Stated goal: Can you rescale the part that opens with the line containing "Where can you spot the rice?" and closes with the final line, writing out all of those lines again with the requests included? Multiply every coordinate in the answers by 1.25 and round each to a whole number, with halves rounded up.

(Dataset entries)
:::

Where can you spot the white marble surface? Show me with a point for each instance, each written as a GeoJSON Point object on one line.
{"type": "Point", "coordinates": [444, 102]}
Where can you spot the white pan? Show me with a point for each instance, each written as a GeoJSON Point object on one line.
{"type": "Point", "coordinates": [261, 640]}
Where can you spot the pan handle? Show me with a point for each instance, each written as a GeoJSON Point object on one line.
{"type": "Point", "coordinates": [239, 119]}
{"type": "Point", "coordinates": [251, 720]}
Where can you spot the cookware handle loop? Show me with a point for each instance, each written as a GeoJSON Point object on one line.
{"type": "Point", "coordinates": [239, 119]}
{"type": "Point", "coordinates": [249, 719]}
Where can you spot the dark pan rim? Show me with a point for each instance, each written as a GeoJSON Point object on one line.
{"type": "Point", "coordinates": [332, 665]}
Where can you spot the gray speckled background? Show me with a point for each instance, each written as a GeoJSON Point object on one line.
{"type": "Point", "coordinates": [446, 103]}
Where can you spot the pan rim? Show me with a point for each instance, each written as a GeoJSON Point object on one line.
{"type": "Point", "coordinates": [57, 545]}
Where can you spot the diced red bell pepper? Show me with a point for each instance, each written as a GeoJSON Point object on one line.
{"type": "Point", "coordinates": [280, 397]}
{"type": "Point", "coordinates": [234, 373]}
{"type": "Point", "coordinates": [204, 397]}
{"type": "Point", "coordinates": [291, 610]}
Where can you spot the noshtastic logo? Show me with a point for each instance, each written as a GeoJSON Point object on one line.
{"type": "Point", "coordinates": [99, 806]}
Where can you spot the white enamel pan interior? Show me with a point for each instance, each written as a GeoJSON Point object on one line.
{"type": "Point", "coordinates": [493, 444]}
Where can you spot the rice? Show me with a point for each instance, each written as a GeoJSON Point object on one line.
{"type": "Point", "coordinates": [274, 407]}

:::

Reply to the task:
Where can you spot the rice? Show me with a point for each instance, each written as a GeoJSON Point object on one line.
{"type": "Point", "coordinates": [343, 509]}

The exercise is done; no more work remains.